**** Records supplied

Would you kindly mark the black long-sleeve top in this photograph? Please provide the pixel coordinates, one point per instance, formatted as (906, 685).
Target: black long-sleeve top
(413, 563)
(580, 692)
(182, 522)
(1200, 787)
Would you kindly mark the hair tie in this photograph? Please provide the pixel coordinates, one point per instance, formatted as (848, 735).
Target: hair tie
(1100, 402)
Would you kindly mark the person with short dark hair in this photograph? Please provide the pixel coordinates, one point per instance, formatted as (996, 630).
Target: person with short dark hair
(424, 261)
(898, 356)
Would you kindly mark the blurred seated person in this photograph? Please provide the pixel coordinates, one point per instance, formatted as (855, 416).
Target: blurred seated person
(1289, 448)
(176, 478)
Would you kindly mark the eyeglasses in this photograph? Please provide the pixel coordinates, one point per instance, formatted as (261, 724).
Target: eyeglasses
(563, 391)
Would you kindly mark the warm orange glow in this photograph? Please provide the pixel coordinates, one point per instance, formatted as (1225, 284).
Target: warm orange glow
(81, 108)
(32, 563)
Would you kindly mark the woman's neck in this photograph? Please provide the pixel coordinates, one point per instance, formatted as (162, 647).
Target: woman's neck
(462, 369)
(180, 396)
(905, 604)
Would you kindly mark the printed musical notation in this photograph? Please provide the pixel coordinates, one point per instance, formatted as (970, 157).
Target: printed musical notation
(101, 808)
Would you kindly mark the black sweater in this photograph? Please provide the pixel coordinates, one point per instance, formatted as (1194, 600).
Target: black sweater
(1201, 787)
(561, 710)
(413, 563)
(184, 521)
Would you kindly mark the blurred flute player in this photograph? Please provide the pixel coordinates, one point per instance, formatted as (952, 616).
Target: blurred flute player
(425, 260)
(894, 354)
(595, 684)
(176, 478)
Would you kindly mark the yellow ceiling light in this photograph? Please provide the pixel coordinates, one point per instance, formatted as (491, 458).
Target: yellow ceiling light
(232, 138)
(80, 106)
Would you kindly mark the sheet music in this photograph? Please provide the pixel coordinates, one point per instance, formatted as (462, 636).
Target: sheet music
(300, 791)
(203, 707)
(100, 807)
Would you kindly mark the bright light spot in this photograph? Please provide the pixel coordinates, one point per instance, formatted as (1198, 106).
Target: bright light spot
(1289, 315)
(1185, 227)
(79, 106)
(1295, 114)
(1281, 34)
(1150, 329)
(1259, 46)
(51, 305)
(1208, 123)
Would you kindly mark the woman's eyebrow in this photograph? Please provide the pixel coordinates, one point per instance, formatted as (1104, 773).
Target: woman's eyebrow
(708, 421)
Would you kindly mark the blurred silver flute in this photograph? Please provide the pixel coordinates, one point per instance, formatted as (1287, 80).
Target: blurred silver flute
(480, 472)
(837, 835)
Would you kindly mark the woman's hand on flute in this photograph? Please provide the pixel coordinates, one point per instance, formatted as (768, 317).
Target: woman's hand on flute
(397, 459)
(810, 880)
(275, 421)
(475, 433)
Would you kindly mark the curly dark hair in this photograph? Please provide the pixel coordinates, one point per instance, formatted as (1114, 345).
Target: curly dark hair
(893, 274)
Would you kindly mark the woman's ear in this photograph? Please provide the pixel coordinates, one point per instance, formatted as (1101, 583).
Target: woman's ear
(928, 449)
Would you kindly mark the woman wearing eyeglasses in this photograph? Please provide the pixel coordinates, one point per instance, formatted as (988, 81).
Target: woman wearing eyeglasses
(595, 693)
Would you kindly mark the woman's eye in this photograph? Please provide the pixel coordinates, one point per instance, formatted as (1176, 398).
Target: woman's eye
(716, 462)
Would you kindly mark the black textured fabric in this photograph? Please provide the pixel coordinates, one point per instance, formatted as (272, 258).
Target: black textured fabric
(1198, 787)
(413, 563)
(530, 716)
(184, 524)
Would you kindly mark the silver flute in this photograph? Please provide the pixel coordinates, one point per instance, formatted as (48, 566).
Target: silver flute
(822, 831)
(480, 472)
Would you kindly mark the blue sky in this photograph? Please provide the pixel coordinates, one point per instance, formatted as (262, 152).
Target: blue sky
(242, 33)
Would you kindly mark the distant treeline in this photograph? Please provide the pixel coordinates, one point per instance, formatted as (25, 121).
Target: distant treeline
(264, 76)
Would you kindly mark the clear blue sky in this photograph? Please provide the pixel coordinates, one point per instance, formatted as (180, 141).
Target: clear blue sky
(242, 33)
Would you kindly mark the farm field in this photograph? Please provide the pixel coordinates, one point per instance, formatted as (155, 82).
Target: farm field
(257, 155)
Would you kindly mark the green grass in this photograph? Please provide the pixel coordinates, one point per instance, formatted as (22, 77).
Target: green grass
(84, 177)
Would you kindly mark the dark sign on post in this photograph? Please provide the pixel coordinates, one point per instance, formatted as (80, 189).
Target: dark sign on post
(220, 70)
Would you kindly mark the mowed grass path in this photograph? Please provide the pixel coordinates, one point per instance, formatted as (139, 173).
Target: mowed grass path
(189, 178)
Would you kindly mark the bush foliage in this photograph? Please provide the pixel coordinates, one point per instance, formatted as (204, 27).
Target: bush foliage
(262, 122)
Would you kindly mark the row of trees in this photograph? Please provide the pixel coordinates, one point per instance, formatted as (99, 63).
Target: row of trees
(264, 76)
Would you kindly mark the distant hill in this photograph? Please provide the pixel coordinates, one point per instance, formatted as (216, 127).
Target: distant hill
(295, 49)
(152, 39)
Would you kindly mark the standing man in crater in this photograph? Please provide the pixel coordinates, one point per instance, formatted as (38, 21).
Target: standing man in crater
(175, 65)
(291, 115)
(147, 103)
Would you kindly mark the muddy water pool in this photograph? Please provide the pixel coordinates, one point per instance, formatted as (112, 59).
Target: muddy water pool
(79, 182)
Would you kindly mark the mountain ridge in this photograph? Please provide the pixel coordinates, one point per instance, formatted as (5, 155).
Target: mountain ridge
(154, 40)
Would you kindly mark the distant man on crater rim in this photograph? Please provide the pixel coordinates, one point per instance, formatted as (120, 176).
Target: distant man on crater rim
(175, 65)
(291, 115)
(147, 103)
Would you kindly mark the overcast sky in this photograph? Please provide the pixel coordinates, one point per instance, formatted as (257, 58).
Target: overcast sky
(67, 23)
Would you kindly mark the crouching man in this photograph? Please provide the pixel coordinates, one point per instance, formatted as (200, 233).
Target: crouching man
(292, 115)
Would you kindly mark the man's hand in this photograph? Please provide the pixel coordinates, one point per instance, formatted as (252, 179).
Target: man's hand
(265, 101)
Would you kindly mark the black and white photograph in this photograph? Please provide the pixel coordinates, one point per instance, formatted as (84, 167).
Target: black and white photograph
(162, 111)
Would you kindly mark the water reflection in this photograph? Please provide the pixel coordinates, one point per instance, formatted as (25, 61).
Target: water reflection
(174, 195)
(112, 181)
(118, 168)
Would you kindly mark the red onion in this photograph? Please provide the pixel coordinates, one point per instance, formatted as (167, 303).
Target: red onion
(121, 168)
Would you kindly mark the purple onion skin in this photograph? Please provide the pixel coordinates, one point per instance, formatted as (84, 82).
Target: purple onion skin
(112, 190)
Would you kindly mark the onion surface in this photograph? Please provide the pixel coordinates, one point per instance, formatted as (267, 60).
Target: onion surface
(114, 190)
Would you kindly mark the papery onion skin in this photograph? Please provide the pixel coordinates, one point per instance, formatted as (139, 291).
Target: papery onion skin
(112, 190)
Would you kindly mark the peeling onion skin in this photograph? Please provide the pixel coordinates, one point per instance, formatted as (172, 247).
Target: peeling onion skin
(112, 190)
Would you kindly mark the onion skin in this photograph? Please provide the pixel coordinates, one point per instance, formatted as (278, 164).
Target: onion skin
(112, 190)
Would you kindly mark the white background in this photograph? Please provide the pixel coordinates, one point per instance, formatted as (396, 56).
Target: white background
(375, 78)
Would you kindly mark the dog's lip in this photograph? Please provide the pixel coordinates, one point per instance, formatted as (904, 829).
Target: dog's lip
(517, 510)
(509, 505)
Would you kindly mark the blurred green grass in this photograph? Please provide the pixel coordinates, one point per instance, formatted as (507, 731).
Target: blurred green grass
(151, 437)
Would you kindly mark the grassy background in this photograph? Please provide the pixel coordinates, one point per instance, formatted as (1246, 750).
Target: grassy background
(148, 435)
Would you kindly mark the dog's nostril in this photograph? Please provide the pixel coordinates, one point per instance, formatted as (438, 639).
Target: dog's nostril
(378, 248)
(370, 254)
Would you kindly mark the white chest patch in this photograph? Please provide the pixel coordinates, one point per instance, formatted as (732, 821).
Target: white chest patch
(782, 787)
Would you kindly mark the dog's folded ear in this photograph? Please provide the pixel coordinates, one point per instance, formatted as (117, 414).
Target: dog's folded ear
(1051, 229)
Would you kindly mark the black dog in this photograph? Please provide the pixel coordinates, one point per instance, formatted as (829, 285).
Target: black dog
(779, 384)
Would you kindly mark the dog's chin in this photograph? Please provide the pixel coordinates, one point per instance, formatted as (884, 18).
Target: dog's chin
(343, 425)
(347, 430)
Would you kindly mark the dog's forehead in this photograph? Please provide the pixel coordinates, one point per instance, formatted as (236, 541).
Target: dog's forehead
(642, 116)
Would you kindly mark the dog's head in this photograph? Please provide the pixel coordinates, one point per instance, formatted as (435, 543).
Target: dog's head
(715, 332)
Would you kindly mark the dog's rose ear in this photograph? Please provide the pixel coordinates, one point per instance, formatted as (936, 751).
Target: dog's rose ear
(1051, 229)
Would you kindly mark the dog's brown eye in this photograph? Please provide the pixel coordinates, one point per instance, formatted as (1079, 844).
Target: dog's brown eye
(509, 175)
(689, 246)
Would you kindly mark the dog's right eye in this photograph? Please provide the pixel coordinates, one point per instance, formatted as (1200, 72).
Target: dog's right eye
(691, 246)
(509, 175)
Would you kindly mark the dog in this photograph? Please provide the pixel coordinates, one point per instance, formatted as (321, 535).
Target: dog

********

Task to complete:
Above are the records; copy exactly the lines from the one with "Would you kindly mark the dog's forehead" through the final line.

Complete output:
Would you kindly mark the dog's forehead in this photograph? Please provide the pixel coordinates, one point per instance, formatted as (236, 541).
Target: dog's forehead
(642, 116)
Would you kindly mark the dog's head in this photograph? Please provide the pixel coordinates, one point per instance, formatted as (435, 543).
Target: dog's head
(715, 332)
Would you kindly mark the dog's rose ear in this photograph? Please provide the pixel coordinates, one point per instance, formatted as (936, 751).
Target: dog's rose ear
(1051, 229)
Would you kindly mark the dog's brown eye in this photograph? Please provide the pixel coordinates, one point per instance, formatted as (1079, 844).
Target: dog's brown eye
(509, 175)
(689, 246)
Would you kindly mark the dog's right eye in this photograph? Please provide the pixel coordinates, one point per instance, formatted as (1200, 72).
Target: dog's right eye
(691, 246)
(509, 175)
Would you kindly mark the dog in this photograph? Please provide the pixel coordinates, one point per instance, formatted as (321, 535).
Target: dog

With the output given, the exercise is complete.